Supplied material
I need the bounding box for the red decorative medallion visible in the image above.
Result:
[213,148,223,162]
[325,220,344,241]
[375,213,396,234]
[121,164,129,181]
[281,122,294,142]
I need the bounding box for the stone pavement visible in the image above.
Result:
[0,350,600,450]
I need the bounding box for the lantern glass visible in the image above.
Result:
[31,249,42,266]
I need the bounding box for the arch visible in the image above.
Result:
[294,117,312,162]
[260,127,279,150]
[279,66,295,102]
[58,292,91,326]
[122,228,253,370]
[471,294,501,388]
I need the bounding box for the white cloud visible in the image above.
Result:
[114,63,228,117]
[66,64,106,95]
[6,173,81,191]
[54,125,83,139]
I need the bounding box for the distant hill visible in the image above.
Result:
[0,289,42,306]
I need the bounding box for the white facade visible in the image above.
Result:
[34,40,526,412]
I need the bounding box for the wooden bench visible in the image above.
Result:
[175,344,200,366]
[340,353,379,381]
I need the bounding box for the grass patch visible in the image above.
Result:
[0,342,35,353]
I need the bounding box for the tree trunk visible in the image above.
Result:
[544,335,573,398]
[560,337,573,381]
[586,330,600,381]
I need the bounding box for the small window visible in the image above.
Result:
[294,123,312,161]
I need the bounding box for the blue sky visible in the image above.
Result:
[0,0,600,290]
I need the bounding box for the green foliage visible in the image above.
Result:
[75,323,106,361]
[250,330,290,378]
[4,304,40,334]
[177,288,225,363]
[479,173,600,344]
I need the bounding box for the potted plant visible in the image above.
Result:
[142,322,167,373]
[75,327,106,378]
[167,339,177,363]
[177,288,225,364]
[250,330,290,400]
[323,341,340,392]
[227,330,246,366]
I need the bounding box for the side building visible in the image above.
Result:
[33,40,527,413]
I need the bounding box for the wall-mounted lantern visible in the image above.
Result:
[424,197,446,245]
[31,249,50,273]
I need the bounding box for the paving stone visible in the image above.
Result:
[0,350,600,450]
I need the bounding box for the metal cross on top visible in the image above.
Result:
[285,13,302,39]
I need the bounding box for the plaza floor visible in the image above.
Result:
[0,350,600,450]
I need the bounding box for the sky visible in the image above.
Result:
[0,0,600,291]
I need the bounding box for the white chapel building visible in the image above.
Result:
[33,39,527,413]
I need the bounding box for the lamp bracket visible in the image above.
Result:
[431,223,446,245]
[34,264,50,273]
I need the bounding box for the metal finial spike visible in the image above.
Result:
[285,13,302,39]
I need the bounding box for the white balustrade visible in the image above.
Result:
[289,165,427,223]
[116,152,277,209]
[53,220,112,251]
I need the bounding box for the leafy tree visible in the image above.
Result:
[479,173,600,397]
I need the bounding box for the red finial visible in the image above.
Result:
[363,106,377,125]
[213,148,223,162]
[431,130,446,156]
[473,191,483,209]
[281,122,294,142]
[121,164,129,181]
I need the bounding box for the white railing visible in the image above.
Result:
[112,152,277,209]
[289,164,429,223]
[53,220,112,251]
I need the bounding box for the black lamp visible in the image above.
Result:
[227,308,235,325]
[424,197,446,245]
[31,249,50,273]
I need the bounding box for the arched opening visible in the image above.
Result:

Exercise
Copy out the entries word for word, starting at the line that contains "I need the bounding box for the wooden" and ending after the line that contains "[34,264,50,273]".

Answer for this exercise
I need the bounding box for the wooden bench visible in the image above.
Result:
[175,344,200,366]
[340,353,379,381]
I need the bounding box for the grass patch visible in the image above.
Result:
[0,342,35,353]
I need the bounding box for the tree trunk visible in the image above.
Result:
[544,335,573,398]
[560,337,573,381]
[586,330,600,381]
I need the bounding box for the small window visible in the image above.
Result:
[294,123,312,161]
I need the bounding box for the blue sky visible in the image above.
Result:
[0,0,600,290]
I need the bounding box for the green foliage visible in the image above.
Result:
[75,323,106,361]
[250,330,290,378]
[4,304,40,334]
[177,288,225,363]
[479,173,600,344]
I need the bounding box for the potted plant visible in the image above.
Result:
[142,322,167,373]
[75,327,106,378]
[167,339,177,363]
[177,288,225,364]
[250,330,290,400]
[323,341,340,392]
[227,330,246,366]
I need the bounding box for the side building visible in the image above.
Result:
[33,40,527,413]
I need the bounding box for the wall-mounted lantern visible in the image above.
Result:
[424,197,446,245]
[31,249,50,273]
I need the bounding box for the paving stone visible in the image above.
Result:
[0,350,600,450]
I need the bounding box for the metal cross on top visible in the image above.
Result:
[285,13,302,39]
I need the bounding box for the plaza floor visible in the image above.
Result:
[0,350,600,450]
I need the bounding box for the sky visible in the image above.
Result:
[0,0,600,291]
I need the bounding box for the white chapel building visible in the image above.
Result:
[33,39,527,413]
I need the bounding box for the lamp bracket visible in the image above.
Result:
[431,223,446,245]
[34,264,50,273]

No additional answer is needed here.